Rewrite the records from the start through the line that contains "424), (294, 291)]", replacing "road marking" with "lane marking" and leaving everything else unchanged. Omit the pictures.
— START —
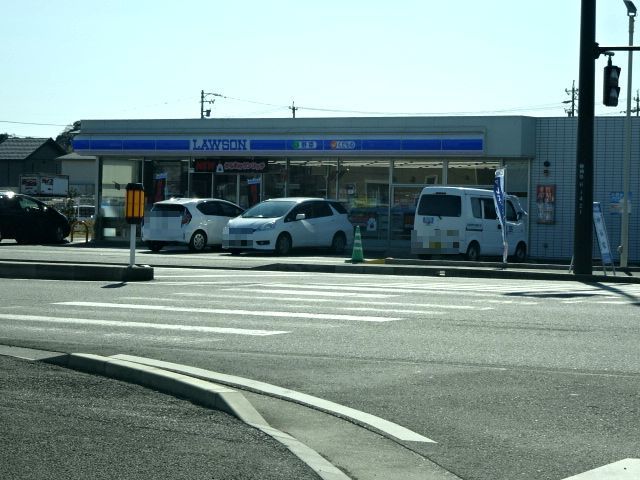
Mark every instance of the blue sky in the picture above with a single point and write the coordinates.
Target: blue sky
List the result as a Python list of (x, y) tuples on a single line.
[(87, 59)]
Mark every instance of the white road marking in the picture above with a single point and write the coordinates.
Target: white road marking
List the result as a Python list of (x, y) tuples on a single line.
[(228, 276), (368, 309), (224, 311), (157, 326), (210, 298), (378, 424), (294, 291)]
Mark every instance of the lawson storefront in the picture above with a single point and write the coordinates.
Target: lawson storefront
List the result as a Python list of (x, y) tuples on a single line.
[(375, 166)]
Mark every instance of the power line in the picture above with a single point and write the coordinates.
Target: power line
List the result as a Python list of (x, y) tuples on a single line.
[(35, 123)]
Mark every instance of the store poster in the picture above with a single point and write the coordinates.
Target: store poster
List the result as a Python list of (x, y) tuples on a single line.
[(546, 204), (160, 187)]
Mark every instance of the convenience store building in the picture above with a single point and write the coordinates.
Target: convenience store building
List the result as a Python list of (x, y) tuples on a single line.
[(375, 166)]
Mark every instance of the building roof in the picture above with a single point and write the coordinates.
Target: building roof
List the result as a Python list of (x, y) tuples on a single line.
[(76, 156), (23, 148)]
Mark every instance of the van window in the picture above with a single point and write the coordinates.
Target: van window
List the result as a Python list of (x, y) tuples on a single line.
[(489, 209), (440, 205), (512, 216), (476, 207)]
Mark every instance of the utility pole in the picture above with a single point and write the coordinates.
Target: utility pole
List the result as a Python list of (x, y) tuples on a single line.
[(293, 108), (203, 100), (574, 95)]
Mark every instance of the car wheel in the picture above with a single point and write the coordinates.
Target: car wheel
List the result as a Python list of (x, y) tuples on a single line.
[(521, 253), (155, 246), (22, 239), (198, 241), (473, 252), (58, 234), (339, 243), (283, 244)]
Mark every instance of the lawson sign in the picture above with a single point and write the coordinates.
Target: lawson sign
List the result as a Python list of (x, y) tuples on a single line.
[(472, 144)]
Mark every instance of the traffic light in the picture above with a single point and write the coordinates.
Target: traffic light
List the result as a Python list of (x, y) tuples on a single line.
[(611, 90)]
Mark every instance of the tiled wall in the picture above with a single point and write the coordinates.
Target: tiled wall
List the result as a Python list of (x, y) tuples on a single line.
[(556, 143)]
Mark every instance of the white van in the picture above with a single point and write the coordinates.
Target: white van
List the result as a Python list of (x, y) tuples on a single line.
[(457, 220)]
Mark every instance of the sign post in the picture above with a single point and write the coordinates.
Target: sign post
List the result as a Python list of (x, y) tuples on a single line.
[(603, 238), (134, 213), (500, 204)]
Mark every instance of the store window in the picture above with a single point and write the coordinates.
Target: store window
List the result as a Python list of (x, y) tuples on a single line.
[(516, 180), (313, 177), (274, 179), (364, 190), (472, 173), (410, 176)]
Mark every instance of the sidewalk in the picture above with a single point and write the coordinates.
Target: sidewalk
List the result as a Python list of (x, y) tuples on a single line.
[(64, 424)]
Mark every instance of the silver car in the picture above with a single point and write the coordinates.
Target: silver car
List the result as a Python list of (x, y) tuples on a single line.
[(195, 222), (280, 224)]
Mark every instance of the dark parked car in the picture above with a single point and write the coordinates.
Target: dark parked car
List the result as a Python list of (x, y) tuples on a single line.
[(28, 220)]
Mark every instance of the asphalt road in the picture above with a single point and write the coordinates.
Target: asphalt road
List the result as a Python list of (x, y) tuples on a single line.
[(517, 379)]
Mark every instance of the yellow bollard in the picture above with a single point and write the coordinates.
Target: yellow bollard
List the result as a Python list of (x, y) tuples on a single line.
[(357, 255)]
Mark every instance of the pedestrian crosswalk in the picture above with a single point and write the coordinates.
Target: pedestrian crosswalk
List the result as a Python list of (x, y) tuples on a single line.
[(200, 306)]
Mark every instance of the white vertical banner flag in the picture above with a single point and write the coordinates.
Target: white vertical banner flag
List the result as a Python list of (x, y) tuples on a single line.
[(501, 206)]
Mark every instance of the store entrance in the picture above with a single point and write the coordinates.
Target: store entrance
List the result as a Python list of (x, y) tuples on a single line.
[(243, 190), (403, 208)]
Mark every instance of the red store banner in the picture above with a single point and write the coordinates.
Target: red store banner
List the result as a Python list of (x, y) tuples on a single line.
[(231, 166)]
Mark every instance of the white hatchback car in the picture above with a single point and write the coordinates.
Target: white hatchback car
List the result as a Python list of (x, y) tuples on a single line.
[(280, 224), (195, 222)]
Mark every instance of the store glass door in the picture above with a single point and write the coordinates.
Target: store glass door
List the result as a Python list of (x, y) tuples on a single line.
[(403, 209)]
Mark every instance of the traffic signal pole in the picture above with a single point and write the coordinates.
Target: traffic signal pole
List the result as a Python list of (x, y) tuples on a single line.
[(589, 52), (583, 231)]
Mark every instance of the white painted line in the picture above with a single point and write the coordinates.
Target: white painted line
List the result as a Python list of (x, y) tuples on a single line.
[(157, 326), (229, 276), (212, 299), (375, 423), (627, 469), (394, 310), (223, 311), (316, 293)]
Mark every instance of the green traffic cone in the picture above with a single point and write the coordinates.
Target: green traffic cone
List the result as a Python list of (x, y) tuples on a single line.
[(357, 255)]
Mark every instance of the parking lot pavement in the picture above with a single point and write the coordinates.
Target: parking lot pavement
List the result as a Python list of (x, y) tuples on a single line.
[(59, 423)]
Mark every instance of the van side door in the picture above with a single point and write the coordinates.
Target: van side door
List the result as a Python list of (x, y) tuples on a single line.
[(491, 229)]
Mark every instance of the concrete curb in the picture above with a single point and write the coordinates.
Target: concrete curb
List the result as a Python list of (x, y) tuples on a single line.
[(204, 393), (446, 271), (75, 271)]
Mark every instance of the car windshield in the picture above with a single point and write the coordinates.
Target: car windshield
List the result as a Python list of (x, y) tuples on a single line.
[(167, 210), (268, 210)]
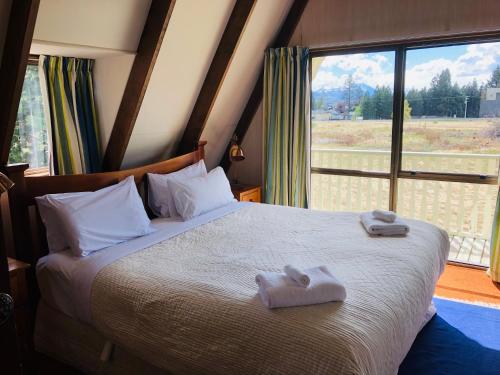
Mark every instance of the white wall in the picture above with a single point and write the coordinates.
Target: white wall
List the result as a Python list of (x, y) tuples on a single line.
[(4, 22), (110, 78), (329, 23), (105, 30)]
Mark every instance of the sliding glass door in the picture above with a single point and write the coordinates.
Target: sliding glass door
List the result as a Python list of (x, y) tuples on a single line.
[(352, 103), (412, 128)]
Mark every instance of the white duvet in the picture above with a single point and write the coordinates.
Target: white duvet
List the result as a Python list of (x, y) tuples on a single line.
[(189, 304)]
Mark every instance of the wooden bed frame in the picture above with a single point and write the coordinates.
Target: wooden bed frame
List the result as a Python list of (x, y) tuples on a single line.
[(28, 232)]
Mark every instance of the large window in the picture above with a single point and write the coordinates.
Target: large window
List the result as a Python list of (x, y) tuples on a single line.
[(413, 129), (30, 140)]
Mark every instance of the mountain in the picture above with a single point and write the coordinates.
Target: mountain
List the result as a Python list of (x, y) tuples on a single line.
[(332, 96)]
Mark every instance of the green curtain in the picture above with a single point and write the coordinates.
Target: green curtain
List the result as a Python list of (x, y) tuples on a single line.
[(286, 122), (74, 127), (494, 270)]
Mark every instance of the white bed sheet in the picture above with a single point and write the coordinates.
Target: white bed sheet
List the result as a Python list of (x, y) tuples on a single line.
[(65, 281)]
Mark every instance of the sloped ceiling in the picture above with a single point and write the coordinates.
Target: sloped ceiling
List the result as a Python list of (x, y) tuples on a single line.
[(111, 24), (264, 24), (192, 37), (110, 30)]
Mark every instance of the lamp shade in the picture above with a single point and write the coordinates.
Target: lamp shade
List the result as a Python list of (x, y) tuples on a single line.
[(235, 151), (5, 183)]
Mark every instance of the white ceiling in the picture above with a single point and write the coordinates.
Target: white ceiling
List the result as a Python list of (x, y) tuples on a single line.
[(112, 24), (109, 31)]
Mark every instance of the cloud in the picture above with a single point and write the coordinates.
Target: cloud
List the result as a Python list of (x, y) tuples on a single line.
— END —
## EXERCISE RESPONSE:
Mark every instance of the blue sky in the picture above with a single point and write the coordinates.
Target: blue sky
List the result as a Python list of (x, y) tuples on a single line.
[(87, 59)]
Mark every instance of the white lane marking in the picture above with a single point and write the coordinates.
Target: white lane marking
List the result as a Python list of (x, y) tuples on a single line.
[(228, 276), (368, 309), (224, 311), (157, 326), (210, 298), (378, 424), (294, 291)]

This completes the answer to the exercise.